━━━ RECORDS FOR THIS TASK ━━━
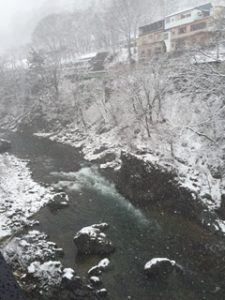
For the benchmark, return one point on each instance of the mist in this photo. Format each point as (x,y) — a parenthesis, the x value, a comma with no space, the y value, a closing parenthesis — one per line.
(19,18)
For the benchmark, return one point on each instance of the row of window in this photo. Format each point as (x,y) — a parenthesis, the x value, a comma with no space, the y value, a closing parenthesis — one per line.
(183,16)
(193,27)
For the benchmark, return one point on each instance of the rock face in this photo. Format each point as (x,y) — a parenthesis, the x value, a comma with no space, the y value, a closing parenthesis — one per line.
(35,262)
(160,268)
(149,185)
(4,145)
(92,240)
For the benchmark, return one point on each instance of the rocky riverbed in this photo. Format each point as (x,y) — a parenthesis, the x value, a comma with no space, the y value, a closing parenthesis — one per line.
(81,203)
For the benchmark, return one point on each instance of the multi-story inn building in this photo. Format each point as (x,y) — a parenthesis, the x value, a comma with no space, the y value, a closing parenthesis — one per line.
(177,31)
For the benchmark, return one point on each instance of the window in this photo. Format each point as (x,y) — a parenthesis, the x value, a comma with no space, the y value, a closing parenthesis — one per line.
(166,36)
(184,16)
(168,20)
(182,30)
(198,26)
(158,50)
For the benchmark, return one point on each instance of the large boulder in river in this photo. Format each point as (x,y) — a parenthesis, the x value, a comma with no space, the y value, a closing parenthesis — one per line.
(92,240)
(4,145)
(160,268)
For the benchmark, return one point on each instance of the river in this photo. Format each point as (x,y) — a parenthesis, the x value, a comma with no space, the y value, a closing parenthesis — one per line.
(138,235)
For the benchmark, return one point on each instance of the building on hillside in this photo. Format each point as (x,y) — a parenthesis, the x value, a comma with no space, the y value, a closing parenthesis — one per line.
(188,28)
(178,31)
(151,40)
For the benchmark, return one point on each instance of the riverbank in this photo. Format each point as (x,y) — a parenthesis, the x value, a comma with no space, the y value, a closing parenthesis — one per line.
(138,231)
(197,185)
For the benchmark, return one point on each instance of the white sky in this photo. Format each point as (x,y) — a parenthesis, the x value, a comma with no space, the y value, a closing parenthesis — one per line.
(19,17)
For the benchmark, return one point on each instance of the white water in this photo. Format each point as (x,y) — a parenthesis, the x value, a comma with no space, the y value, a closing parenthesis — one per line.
(90,178)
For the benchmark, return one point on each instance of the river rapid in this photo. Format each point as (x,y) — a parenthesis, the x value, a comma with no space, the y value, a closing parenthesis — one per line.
(138,235)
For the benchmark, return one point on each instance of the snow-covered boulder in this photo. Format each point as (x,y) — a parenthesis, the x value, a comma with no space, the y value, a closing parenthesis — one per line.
(48,274)
(95,281)
(4,145)
(160,268)
(102,293)
(92,240)
(104,264)
(33,246)
(59,201)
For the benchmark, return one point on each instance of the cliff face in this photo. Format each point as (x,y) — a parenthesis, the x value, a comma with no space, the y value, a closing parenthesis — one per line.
(165,114)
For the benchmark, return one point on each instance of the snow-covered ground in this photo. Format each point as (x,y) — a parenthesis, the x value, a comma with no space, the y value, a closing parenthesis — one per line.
(20,196)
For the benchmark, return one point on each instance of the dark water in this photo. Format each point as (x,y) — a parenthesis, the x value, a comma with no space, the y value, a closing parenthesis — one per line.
(138,236)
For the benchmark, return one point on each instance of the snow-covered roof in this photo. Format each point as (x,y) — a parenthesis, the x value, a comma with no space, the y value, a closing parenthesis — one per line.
(203,7)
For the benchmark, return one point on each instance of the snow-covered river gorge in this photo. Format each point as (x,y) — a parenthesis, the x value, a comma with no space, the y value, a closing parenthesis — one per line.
(138,235)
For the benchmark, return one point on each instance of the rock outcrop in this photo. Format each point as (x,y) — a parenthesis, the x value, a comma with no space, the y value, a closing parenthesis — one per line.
(160,268)
(4,145)
(92,240)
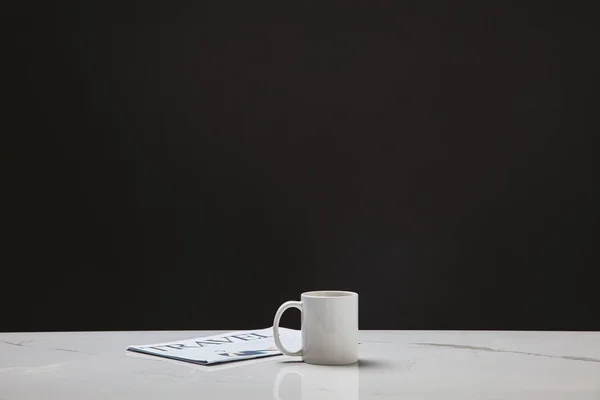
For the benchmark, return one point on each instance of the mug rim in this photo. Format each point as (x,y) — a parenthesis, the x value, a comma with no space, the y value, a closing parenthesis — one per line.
━━━
Quote everything in the listing above exactly; pictures are the only thing to omit.

*RESPONSE FOR THIS EXERCISE*.
For the benchmark, return one point on each instance of the mist in this photo. Format each point as (x,y) — a parenthesis, the x value, a comma with no space, the y value, a closing parenthesis — one per line.
(19,18)
For the benchmark, return one point on each instance of the row of window in this photo. Format each point as (x,y) — a parenthesis, the x value, a comma with no space, the y value, a closing parenthesis — one per line.
(183,16)
(193,27)
For the benchmark, return one point on each instance of the rock face in this photo. Format each point as (x,y) — a parenthesis, the x value, a comma with no space, the y value, a closing parenthesis — one per line.
(35,262)
(160,268)
(149,185)
(4,145)
(92,240)
For the benchmark, return one point on each instance of the rocky riverbed in this photo. Format each point as (x,y) — a parenthesis, the x value, a comma with no space, the y value, a closing parenthesis — one per line.
(81,203)
For the benchmark, return one point on each instance of the multi-story inn building in this photo. Format each point as (x,y) — a parenthesis, the x value, a comma with no space, the y value, a closing parenthesis — one per line.
(177,31)
For the benchmark, return one point on each instance of the window in this photo. Format each point as (x,y) — a parenthesis, the x value, a comma with no space, the y value, a closing parenthesis — one per line.
(166,36)
(184,16)
(168,20)
(182,30)
(198,26)
(158,50)
For the benchmark, return one point on each instance of the large boulder in river in this photo. Format each point as (x,y) — a parenthesis, the x value, a comma with no space, the y value, a closing parenthesis — one per line.
(92,240)
(4,145)
(160,268)
For the benchmark, return one point on each instance of the river in this photo. Format each point as (x,y) — a parenthesis, the x value, a comma with no space, the y value, a closing parenthesis — one per line.
(138,235)
For the benchmark, return one point on each instance of the building on hillside in this photo. Format each point as (x,y) — a parenthesis, the x value, a comma with no space, the y value, a closing parenthesis — one per line.
(188,28)
(178,31)
(151,40)
For the benchmark, return one point on each instance of the riverbank in this photo. Format each point as (x,y) — a parenthesis, the x value, a comma with no space, the y value, a closing parenthesis — one per line.
(138,231)
(197,185)
For the benchmark, return one point on each instance of the white sky in this photo. Format each point as (x,y) — a parenthesis, the x value, a comma with no space, the y value, a closing parenthesis — one per line.
(19,17)
For the benchmark, return one point on each instance of the white water in this photo. Format each point as (x,y) — a parenthesis, the x value, a comma with no space, the y value, a closing parenthesis — one per line.
(90,178)
For the benchmark, return one point on each instance of the river rapid in this photo. Format each point as (x,y) — a parenthesis, the x value, a comma with no space, the y value, a closing parenthesis — one per line.
(138,235)
For the benchmark, return one point on each instance of the snow-covered boulder in this photo. Format each point as (x,y) — a parenthesis, the x value, a comma with no space, the y value, a closing parenthesis — one per line.
(48,274)
(95,281)
(4,145)
(160,268)
(102,293)
(92,240)
(104,264)
(33,246)
(59,201)
For the benchmark, return one point on each instance of the cliff face in this photo. Format each point as (x,y) — a parenthesis, the x value, a comma with no space, the y value, a closing parenthesis — one per line.
(165,114)
For the benchmark, return one point on each instance of the snow-covered ground in this photo. Format each point as (x,y) — a parenthesis, the x value, a comma with no space, the y value, a closing parenthesis — one per line.
(20,196)
For the benchmark, return one point on each instance of the dark water in this photo. Format each point as (x,y) — a parenthesis, the x value, a comma with no space, the y value, a closing parenthesis — one per line.
(138,236)
For the benchmark, return one point on each instance of the snow-covered roof in this photo. Format each point as (x,y) — a parenthesis, the x value, a comma with no space, the y value, a closing parenthesis — one per line.
(203,7)
For the benchmark, return one point on each instance of the snow-covered river gorge in this photo. Format each point as (x,y) — a parenthesis, the x value, a comma with no space, the y value, a closing parenthesis — one per line.
(138,235)
For the benchmark, return one point on each instance of the rock outcrop in this photo. Format each point as (x,y) — a parenthesis, the x value, a comma with no space, the y value, a closing parenthesis — one per line.
(160,268)
(4,145)
(92,240)
For the benchmark, return one point on each instance of the mug rim in this photo. Format each point as (x,y) — a parenthesis, the x value, a comma with no space, the y value, a closing parenthesis — one per line.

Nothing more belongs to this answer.